PROBLEM DETAILS: Continue the price guide to food and drink below, picking up after its final entry about the tapas bar.

PASSAGE GIVEN:
▽
The following prices are indicative. They refer to the price of one course or a menu for one.

- Less than 5€
  • A canelette, the popular crepe variety of the traditional cannelé that you can try at the Chartrons market
  • A traditional cannelé in one of the Ballardran boutiques. You’ll find different addresses on their web site where you can buy them.
  • Bread or another treat that was just taken from the oven in the bakery owned by Laurent Lachenal, who has worked with Eric Kayser.
  • One or several macarons from among the 18 flavors offered by Philippe Andrieu, a pastry chef who has worked with Pierre Hermé and at Lenôtre.
- Between 5€ and 10€
  • A meal (main dish and appetizer or dessert) at the restaurant, L’eau à la Bouche, managed by a culinary blogger. You’ll be able to try original and refined dishes.
  • A dish or a snack with coffee, known for its hot drinks, Books & Coffee.
  • A meal at La Cagette, the chic dining hall that offers tarts, salads, and meat based dishes.
- Starting at 15€
  • A divine and uncommon hamburger accompanied with fries as well as a dessert for 14€ at the FrenchBurgers food truck.
  • A meal from the 1 star restaurant Septième Péché that will surprise your taste buds with its quality ingredients cooked with just a bit brilliance.
  • A meal that will allow you to discover the flavors of the southwest at the restaurant, L’Assiette du Vieux Saint-Pierre.

For something to drink :

  • Jamon Jamon, a tapas bar- shop and restaurant by day – in which you can have a nice glass of red wine with flavorful tapas. Expect to pay between 10 and 15€ per person for a friendly drink.
△
SOURCE EXCERPT:
▽
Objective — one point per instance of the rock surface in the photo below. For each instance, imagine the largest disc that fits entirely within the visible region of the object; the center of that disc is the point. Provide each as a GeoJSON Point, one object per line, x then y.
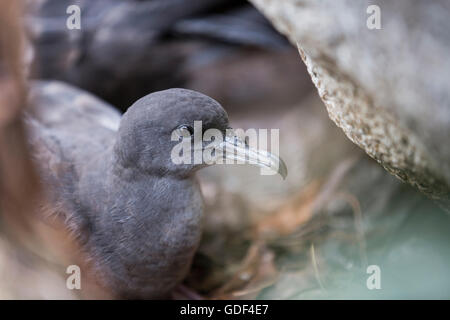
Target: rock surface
△
WRITTEN ANSWER:
  • In Camelot, you’ll spend 2.50€ for a pint of beer, 4€ for a glass of wine, or 5€ for a cocktail in a nice and friendly pub in the city center.
  • A Baroque style with electro music accompanying a savory cocktail at Azuli Bar.

Public Transportation :

1 ticket: 1.50€
from 5am to 1am


The Tourism Office’s website is very well done. There you’ll find suggestions for your visit depending on your interests as well as more precise information. We suggest the ones below, a few priority places to see. The city’s 8 cantons (Bordeaux Maritime, Grand Parc-Paul Doumer, Centre-Ville, Victor Hugo-Saint-Augustin, Saint-Michel Nansouty Saint Genès, Bordeaux Sud, La Bastide, Cuadéran) make available everything about their history, which influences their architecture. The city is, above all, known for its buildings dating back from the 18th and 19th centuries. Giving it the name “city of art and history”, it also has many museums that you should enjoy.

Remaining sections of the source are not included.